> _SELECTED EXCERPT_:
All Roads Lead to KJ
| May 27, 2025From off-Shabbos plans to Erev-Shabbos jams, all roads lead to KJ

Photos: Naftoli Goldgrab
- It might be a dark leil shishi, or perhaps even a Friday afternoon. Van after van pulls up in front of an enormous beis medrash, disgorging black-hatted bochurim. Most disperse quickly to specific addresses, while some gather their belongings and walk slowly up the grand stairs at the front of the building, surveying the scene slowly, not quite sure where to start.
- A young Yeshiva University student, heading to a shabbaton in Upstate New York on a short Friday in January, runs into car trouble along Route 17. He pulls over to the side of the highway, gaze flitting from the steaming hood to the steadily dropping sun. With Shabbos approaching, it dawns on him that he’s facing much bigger problems than a repair bill.

> _GIVEN INFORMATION_:
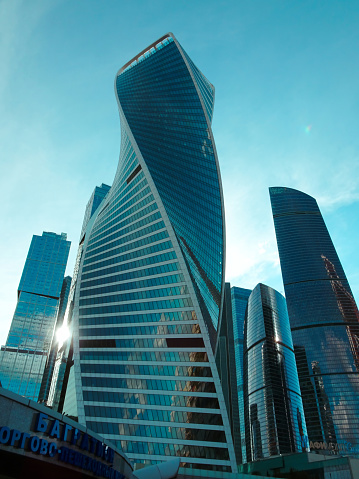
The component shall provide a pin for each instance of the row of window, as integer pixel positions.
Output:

> _QUESTIONS ON THE MATERIAL_:
**a)** Transcribe the passage of the "All Roads Lead to KJ" article from "Photos: Naftoli Goldgrab" up to and including "where to start.".
**b)** Write the next part of the "All Roads Lead to KJ" article, picking up after the Yeshiva University student realizes his problems are bigger than a repair bill.

> _WRITTEN RESPONSES_:
**a)**
Photos: Naftoli Goldgrab
- It might be a dark leil shishi, or perhaps even a Friday afternoon. Van after van pulls up in front of an enormous beis medrash, disgorging black-hatted bochurim. Most disperse quickly to specific addresses, while some gather their belongings and walk slowly up the grand stairs at the front of the building, surveying the scene slowly, not quite sure where to start.

**b)**
- Shacharis is just ending in the yeshivah when fire alarms blare, and the hallway fills with smoke. After everyone is evacuated safely to the parking lot, the roshei yeshivah’s eyes meet in immediate concern: It’s mere hours to Rosh Hashanah, and the building is uninhabitable. What will be?
- The setting sun on Friday afternoon doesn’t concern this non-Jewish family at all, but their pleasant drive along Seven Springs Road comes to a halt when ominous sounds of distress emerge from the backseat. Mom looks back, and her hand flies to her mouth. “Oh, my G-d, stop, stop!” she shrieks. “Stop the car, she’s having a seizure!” Dad pulls over and hurries to his little daughter, whose breathing is coming in short, shallow gasps; a tinge of blue spread across her features. Mom hastily fumbles for her phone and dials 911. Will help arrive on time?
- Urgent call wrapped up, a tireless Chaveirim volunteer runs to the store for some last-minute shopping before heading home to get ready for his daughter’s Shabbos sheva brachos. Between the aisles, he encounters a group of 25 lost-looking young men. They need help; can he do something?
There may not be a common thread woven through these emergencies, but there was certainly a common solution.
Two letters: KJ.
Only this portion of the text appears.